Dataset records on where objects are located:
%%
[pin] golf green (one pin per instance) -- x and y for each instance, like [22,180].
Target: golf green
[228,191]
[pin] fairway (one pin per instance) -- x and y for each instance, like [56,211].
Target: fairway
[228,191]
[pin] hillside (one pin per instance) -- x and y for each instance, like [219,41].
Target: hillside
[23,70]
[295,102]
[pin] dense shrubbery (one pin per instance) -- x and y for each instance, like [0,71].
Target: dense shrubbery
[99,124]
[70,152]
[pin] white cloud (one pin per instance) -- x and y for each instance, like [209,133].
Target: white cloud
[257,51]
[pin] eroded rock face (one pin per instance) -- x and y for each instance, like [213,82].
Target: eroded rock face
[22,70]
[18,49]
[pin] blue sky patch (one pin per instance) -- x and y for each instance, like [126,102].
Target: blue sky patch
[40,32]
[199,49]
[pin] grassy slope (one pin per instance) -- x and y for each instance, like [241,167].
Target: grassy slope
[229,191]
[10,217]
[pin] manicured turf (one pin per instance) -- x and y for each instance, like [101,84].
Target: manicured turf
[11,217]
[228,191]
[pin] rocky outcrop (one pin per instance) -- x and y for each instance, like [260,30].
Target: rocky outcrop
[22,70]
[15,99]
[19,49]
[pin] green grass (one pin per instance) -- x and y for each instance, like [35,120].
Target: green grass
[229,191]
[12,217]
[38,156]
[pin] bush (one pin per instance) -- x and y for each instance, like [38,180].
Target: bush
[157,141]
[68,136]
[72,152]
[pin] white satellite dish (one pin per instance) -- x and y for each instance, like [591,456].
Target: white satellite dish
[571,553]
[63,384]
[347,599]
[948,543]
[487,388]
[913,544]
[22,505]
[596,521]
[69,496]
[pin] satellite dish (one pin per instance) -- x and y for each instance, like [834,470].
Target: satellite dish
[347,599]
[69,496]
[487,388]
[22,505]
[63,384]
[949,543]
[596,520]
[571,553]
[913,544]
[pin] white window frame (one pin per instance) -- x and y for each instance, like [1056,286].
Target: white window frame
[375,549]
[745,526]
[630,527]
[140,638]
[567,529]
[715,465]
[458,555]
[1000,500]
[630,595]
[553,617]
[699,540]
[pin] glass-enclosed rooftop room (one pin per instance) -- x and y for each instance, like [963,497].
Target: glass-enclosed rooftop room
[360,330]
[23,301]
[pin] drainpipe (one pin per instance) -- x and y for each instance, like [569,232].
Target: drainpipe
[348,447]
%%
Duplicate every line of the listing above, changing nothing.

[pin] golf green (one pin per instance) -- x and y for each instance, like [22,180].
Target: golf green
[228,191]
[pin] fairway (one pin per instance) -- x and y for each instance, like [56,211].
Target: fairway
[228,191]
[pin] hillside (one pin per instance) -- x and y for each instance, like [219,41].
Target: hillside
[23,70]
[295,102]
[pin] dense shrubbery (one pin per instance) -- x and y for each instance, like [0,71].
Target: dense shrubbery
[99,124]
[70,152]
[pin] white cloud (one pin per instance) -- x and y for each instance, like [209,133].
Target: white cloud
[257,51]
[pin] eroded rock face (one pin per instance) -- x and y for each instance, like [213,82].
Target: eroded rock face
[22,70]
[18,49]
[pin] blue sky patch (one pin per instance) -- x and y for each instance, like [126,102].
Target: blue sky patch
[40,32]
[199,49]
[pin] grassy slope (one pin per instance) -- x and y for each instance, like [241,167].
Target: grassy slope
[229,191]
[10,217]
[pin] manicured turf (one pin per instance) -- x and y for each instance, like [101,84].
Target: manicured turf
[11,217]
[228,191]
[pin] rocky outcrop (one pin per instance) -- x and y for each instance, like [260,30].
Target: rocky outcrop
[22,70]
[15,99]
[19,49]
[pin] green grass (one pin per instance) -- x and y for each instance, like [35,120].
Target: green grass
[229,191]
[12,217]
[38,156]
[pin] bush (one pin per instance) -- x and y for each instance, like [38,180].
Target: bush
[157,141]
[68,136]
[72,152]
[pin] white satellite dish (one pin per instance) -- x and y for each instance, like [591,456].
Target: white satellite dish
[571,553]
[63,384]
[347,599]
[948,543]
[487,388]
[913,544]
[22,505]
[596,521]
[69,496]
[pin] satellite dish (one pin per instance) -- x and y for each instance, like [834,470].
Target: satellite dish
[347,599]
[69,496]
[487,388]
[22,505]
[63,384]
[949,543]
[596,520]
[571,553]
[913,544]
[pin] white window frame (one pin per instance) -- x and y for each instance, like [1056,286].
Target: white window frame
[375,549]
[745,526]
[630,527]
[140,638]
[567,529]
[715,465]
[458,555]
[1000,500]
[630,595]
[553,617]
[699,540]
[pin] glass-enclosed rooftop room (one pin per instance) -- x and y for each instance, like [963,497].
Target: glass-enclosed rooftop room
[360,330]
[23,301]
[pin] drainpipe (one pin per instance) -- x and y for each instance, like [569,232].
Target: drainpipe
[348,447]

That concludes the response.